## BEGIN Data provided

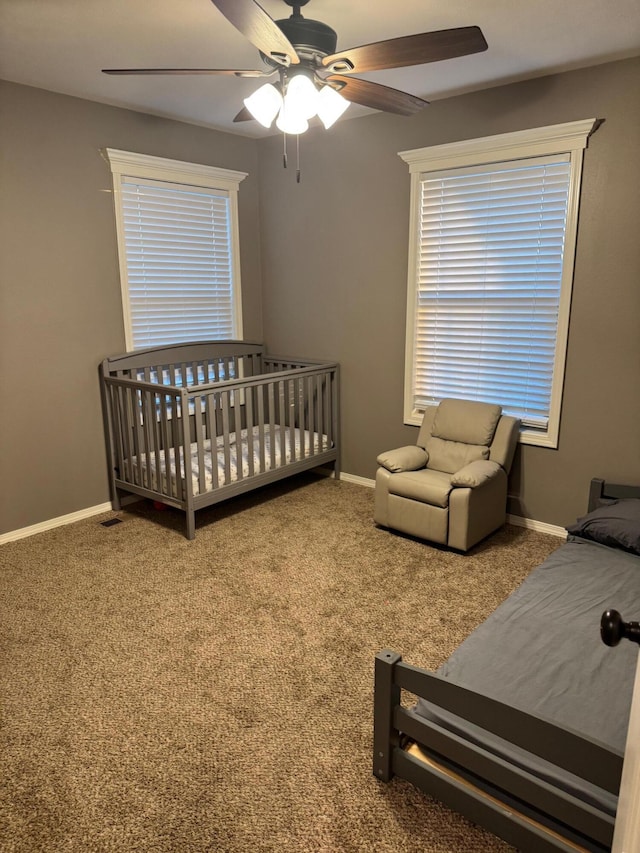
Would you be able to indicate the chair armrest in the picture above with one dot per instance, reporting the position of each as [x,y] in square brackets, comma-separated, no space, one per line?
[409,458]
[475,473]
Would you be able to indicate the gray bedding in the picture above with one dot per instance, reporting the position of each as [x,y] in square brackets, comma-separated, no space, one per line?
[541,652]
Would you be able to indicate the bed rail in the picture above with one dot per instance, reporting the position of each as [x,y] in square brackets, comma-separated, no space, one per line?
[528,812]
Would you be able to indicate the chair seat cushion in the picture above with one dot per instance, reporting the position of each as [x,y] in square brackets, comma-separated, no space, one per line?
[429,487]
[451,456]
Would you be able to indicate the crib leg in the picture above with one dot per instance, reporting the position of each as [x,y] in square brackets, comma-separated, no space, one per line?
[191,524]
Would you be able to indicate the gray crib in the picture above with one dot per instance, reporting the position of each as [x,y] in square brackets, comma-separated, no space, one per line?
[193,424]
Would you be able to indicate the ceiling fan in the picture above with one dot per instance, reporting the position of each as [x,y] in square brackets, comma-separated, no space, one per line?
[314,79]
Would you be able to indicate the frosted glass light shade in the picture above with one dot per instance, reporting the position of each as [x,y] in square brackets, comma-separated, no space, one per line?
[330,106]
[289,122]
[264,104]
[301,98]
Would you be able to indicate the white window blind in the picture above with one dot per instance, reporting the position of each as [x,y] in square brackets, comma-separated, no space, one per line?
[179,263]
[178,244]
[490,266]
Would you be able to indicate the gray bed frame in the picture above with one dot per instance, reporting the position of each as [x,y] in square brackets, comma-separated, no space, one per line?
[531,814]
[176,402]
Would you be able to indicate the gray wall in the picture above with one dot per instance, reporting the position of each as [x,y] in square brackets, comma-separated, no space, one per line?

## END Data provided

- Objective -
Arrange the stretch from the line containing "Would you be able to indicate the white" through the end of the listing as a numbered list, leaving out any blank lines.

- Answer to the problem -
1. Would you be able to indicate the white window blind in the picture above with one dot per instance, reporting the position of each as [x,y] in square brackets, comma-separated, no space, one per line?
2. [179,263]
3. [178,244]
4. [490,266]
5. Would you be able to indicate the gray bed frame in the picture above with one dot per instance, reporting the position of each as [x,y] in square brackets, comma-separated, no space, one per line?
6. [531,814]
7. [176,402]
8. Would you be able to indicate the gray wall in the picture above with one dot per instance, reporting the position of each as [x,y] in square brackets, comma-separated, no space, one per line?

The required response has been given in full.